- Teks Bacaan:
┌────────
Tumpas ‘Begal Sistemik’
Oleh: Mochammad Sayyidatthohirin
Peraih Beasiswa Bidikmisi UIN Walisongo Semarang
Akhir-akhir ini, maraknya aksi begal semakin meresahkan masyarakat
di Indonesia. Bahayanya, aksi pembegalan kini tidak hanya marak di perkotaan
besar, bahkan di pedesaan juga seperti yang terjadi di Demak (Jateng Pos,
9/03/2015). Puncaknya, terjadi pembakaran hidup-hidup pelaku begal di pinggiran
jalan Jakarta oleh masyarakat. Peristiwa itu terjadi karena masyarakat merasa
geram terhadap ‘gerakan’ para begal yang kian hari makin membuat masyarakat
was-was. Sehingga, keamanan masyarakat khususnya bagi kaum hawa selalu terancam
oleh aksi begal yang bisa ‘menyerang’ sewaktu-waktu, terutama pada waktu malam
hari.
Tentu kita sadari bersama, bahwa pembakaran pelaku begal secara
hidup-hidup itu merupakan tindakan melanggar hukum dan tidak manusiawi
mengingat republik ini merupakan negara hukum, sebagaimana dijelaskan dalam
Undang-Undang Dasar (UUD) 1945 Pasal 1 ayat 3. Seolah negara ini menganut hukum
rimba yang tanpa memiliki aturan atau norma hukum. Padahal, negara Indonesia
memiliki konstitusi dan perangkat penegak hukum yang berfungsi untuk mengatur
tatanan kehidupan waarga Indonesia dalam bermasyarakat, berbangsa, dan bernegara,
agar terwujud kehidupan yang aman, damai, permai, dan sejahtera.
Namun, semua itu seakan dinafikan. Apabila kita mau meneropong
masalah itu lebih dalam, sesungguhnya penafian itu dilatarbelakangi kekecewaan
besar masyarakat terhadap ‘perilaku busuk’ para elit (baca: korupsi). Perlu
diketahui, para pejabat koruptor sebenarnya merupakan bentuk lain begal. Sebab,
secara etimologi arti begal ialah menyamun atau mengambil barang milik orang.
Dan aksi begal secara umum dilakukan secara berkelompok, sebagaimana saat ini
para elit melakukan aksi korupsi secara bersama-sama.
Artinya, ‘begal’ dari kaum elit justru lebih berbahaya dan buas
dari pada begal di jalan. Sebab, Jeffry Winters berpendapat bahwa oligarki
kekuasaan yang tidak taat hukum merupakan penyebab perilaku koruptif. Sehingga,
para kaum elit yang egois berpeluang merampok uang negara melalui posisi
strategis di pemerintahan yang tidak tampak secara langsung sebagai pembegal.
└────────
- Soal Tugas 1:
Tentukan apakah setiap pernyataan berikut sesuai dengan teks tentang begal, lalu jawab ya atau tidak disertai kutipan kata-kata teks yang menentukan. (a) Aksi pembegalan hanya marak di kota besar. (b) Pembakaran pelaku begal secara hidup-hidup disebut melanggar hukum. (c) Begal di jalan disebut lebih berbahaya daripada "begal" dari kaum elit.
- Soal Tugas 2:
Menurut teks tentang begal, konstitusi dan perangkat penegak hukum berfungsi agar terwujud kehidupan seperti apa? Sebutkan semua sifat kehidupan itu.

Item dari sumber data:
┌────────
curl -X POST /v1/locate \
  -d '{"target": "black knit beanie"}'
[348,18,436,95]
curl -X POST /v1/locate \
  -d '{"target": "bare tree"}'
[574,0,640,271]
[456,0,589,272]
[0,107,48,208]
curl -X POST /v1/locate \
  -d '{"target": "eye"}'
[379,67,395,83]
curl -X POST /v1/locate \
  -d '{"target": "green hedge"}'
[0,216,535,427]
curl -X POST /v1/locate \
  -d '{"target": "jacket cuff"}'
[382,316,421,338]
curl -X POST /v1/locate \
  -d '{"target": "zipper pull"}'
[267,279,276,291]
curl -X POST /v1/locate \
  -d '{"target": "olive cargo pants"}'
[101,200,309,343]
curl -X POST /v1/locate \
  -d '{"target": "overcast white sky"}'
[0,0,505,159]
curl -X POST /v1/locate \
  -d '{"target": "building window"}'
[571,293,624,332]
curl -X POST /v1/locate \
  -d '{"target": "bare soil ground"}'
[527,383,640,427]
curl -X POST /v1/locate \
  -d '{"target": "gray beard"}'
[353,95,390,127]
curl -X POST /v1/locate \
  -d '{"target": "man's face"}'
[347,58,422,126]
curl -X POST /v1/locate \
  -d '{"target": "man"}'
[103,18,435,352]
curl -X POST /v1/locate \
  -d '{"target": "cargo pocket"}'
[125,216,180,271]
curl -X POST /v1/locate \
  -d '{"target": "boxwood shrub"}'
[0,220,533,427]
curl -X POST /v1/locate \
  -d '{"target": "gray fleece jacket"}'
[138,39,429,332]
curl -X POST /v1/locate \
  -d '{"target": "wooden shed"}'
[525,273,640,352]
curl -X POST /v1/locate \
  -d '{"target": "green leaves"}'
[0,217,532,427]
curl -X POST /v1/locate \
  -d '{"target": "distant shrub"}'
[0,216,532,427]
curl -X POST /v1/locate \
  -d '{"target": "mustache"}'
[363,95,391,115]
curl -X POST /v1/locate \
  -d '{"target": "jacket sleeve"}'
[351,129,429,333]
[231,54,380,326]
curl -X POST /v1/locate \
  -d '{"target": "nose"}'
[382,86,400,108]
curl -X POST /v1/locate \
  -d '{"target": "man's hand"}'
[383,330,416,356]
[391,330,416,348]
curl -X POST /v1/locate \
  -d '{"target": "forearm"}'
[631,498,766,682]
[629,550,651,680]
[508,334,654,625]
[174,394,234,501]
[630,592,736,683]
└────────
┌────────
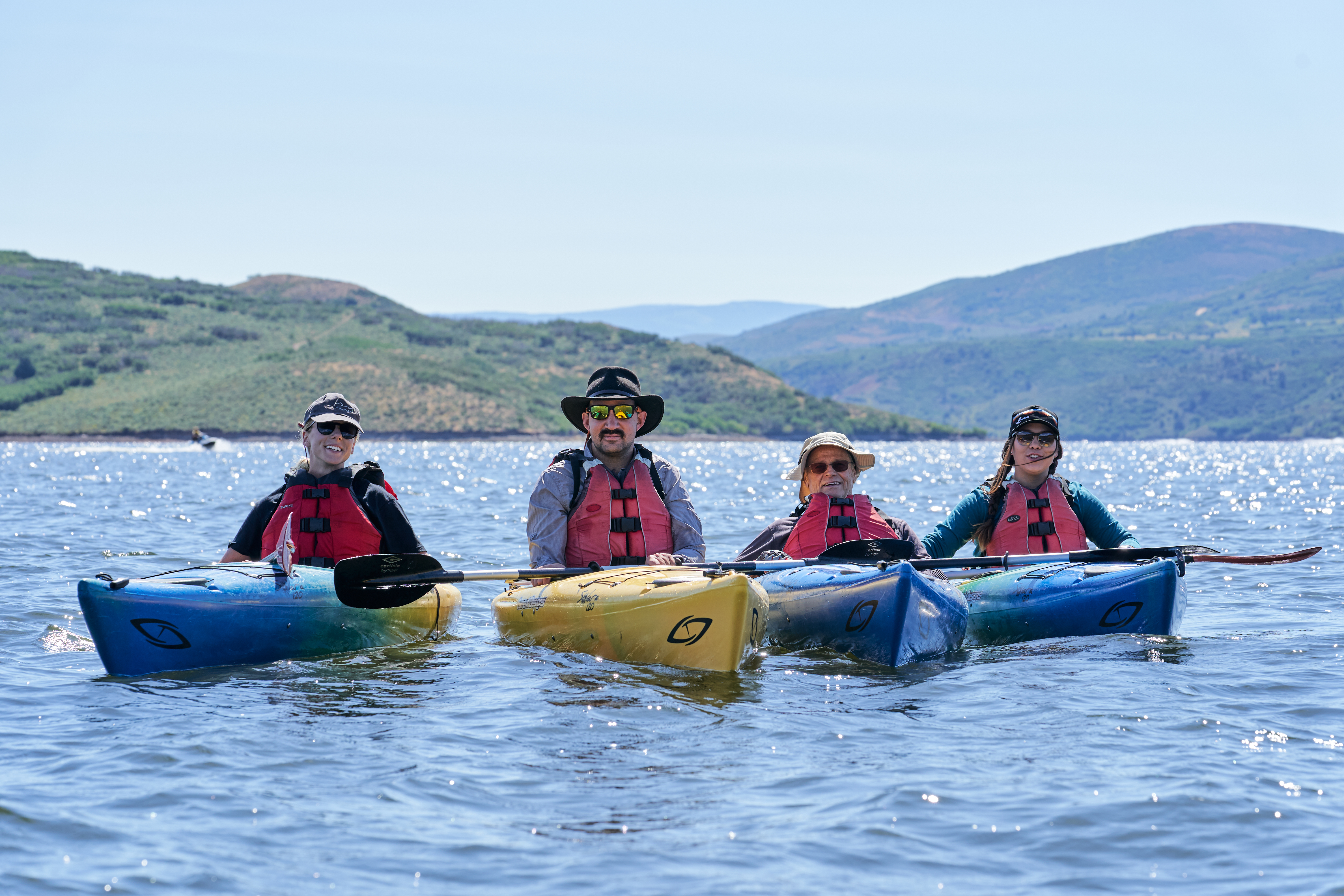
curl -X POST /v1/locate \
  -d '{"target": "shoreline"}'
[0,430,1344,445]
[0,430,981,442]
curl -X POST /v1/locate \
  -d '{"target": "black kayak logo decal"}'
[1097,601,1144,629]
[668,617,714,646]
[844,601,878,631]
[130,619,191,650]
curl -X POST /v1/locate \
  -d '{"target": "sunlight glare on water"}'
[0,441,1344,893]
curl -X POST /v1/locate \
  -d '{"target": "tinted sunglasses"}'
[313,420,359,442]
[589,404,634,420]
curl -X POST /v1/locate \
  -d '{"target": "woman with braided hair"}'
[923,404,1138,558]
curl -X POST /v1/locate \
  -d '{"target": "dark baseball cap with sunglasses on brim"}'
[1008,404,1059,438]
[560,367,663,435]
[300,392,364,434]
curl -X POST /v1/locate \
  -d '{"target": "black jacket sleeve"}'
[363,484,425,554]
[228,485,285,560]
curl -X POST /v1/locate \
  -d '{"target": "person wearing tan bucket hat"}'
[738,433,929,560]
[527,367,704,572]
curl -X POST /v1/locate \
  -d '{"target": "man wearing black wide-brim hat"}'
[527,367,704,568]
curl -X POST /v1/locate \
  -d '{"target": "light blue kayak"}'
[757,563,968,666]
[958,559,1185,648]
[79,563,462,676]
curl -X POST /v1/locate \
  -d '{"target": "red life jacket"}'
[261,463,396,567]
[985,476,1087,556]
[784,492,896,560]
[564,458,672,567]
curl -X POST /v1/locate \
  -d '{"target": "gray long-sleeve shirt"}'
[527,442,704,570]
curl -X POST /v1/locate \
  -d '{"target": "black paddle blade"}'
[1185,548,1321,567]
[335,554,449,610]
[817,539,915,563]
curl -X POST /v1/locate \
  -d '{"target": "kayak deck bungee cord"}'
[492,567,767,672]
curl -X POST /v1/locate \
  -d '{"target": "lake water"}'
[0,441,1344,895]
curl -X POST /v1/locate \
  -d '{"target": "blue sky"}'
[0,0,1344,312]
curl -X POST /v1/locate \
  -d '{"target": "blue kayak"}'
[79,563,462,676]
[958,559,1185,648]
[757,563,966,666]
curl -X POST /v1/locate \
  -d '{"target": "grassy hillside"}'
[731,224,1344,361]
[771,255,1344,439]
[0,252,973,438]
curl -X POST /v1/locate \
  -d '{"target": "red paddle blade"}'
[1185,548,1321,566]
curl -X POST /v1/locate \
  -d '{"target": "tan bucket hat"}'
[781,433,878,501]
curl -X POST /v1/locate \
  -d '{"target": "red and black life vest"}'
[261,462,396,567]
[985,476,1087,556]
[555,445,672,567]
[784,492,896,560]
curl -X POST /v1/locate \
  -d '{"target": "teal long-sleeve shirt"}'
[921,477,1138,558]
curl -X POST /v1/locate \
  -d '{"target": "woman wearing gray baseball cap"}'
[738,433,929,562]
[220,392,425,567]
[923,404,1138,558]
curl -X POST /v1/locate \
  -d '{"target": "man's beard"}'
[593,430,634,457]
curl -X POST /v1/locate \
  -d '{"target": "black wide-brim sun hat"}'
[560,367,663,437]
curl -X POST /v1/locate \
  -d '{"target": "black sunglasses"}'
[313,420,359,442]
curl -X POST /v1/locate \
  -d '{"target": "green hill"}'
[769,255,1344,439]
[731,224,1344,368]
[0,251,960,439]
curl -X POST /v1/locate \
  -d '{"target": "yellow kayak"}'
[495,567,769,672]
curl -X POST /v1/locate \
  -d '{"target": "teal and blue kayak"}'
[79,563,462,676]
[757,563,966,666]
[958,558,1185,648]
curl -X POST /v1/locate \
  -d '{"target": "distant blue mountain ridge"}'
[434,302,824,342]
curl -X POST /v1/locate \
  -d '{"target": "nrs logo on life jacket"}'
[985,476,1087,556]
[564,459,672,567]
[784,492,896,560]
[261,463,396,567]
└────────
- Jawaban Tugas 1:
(a) Tidak: "aksi pembegalan kini tidak hanya marak di perkotaan besar, bahkan di pedesaan juga".
(b) Ya: "pembakaran pelaku begal secara hidup-hidup itu merupakan tindakan melanggar hukum dan tidak manusiawi".
(c) Tidak: "‘begal’ dari kaum elit justru lebih berbahaya dan buas dari pada begal di jalan".

- Jawaban Tugas 2:
Aman, damai, permai, dan sejahtera.